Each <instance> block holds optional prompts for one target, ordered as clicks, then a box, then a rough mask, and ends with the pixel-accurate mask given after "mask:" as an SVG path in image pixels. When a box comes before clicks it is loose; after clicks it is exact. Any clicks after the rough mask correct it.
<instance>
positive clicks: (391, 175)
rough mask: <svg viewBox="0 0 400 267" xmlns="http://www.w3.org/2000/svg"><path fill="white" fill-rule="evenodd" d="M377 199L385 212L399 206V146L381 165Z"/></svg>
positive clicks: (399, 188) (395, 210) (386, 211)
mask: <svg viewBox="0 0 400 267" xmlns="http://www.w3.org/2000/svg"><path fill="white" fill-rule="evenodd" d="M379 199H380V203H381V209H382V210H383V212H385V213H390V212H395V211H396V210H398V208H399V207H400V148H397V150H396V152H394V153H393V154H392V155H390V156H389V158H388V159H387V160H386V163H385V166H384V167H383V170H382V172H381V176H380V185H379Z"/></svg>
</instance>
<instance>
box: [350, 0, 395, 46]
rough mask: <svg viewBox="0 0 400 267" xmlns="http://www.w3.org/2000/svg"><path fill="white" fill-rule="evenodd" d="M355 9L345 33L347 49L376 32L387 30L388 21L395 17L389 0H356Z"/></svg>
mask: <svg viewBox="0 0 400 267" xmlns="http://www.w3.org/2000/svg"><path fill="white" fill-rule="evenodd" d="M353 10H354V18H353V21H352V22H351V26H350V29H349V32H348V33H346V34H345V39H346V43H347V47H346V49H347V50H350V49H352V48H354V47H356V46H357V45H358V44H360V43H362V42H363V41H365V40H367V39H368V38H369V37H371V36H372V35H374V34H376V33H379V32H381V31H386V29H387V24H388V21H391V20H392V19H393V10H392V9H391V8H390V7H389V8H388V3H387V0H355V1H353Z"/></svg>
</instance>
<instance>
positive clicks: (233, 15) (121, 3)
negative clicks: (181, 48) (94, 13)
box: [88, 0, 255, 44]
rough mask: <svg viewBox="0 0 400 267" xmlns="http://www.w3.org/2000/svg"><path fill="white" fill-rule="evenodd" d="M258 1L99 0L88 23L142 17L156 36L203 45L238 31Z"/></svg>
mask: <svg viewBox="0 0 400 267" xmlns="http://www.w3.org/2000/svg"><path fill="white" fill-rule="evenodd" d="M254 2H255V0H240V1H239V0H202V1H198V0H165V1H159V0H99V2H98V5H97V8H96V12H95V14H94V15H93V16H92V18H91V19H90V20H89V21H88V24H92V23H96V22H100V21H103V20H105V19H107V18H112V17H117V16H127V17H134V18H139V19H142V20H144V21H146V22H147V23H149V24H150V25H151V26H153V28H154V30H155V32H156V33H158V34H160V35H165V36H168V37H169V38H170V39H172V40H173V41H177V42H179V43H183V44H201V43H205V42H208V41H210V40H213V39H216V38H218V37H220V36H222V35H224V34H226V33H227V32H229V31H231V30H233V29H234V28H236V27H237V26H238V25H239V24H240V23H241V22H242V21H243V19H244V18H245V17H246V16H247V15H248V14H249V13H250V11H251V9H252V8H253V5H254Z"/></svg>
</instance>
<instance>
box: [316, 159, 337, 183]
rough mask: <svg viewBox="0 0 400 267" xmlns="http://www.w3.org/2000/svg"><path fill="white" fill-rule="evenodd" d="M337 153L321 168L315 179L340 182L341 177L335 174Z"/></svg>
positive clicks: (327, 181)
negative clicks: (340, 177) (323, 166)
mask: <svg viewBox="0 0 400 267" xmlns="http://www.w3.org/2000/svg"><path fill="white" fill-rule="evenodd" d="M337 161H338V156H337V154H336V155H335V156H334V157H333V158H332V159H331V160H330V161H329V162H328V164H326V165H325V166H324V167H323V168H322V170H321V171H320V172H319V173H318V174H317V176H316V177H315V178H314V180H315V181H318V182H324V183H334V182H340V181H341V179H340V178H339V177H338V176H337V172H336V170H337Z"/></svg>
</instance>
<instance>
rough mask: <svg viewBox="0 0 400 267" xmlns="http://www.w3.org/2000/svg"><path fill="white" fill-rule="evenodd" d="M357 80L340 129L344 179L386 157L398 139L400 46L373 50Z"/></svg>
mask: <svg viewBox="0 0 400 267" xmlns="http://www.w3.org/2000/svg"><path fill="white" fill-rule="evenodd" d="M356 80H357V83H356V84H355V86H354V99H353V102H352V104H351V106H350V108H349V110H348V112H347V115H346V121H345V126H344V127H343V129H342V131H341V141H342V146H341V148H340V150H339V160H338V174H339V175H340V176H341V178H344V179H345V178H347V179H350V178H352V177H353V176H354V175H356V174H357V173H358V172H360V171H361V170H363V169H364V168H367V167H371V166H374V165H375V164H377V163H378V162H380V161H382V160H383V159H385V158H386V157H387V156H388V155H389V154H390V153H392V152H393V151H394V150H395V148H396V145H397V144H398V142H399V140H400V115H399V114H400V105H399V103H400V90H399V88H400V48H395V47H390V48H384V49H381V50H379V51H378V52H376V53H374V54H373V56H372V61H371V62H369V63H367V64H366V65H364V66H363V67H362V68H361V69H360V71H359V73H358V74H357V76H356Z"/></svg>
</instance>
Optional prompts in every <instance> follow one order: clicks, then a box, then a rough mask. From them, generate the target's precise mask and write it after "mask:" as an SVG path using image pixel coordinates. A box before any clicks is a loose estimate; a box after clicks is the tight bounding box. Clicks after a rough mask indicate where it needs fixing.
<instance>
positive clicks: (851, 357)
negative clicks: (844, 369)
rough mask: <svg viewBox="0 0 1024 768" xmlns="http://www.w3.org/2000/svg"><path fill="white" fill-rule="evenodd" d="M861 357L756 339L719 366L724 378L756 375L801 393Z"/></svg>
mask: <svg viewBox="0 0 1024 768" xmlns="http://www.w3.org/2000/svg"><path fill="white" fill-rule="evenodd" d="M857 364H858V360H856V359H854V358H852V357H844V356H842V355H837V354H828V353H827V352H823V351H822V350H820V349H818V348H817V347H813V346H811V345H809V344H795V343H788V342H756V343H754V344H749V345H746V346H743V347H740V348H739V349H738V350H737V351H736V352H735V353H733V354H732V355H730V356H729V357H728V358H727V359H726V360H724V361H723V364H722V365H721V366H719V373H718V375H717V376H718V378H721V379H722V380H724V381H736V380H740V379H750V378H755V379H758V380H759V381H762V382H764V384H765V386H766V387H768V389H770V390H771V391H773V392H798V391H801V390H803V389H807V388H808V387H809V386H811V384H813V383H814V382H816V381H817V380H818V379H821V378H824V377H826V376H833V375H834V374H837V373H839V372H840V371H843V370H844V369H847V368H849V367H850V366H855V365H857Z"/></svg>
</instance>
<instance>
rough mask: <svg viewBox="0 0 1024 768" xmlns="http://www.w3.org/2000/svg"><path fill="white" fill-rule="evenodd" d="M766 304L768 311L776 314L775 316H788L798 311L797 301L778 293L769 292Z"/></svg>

**Task description**. Looking at the material above, state the number of lines that contain the word "target". Give nothing but that number.

**Output**. 2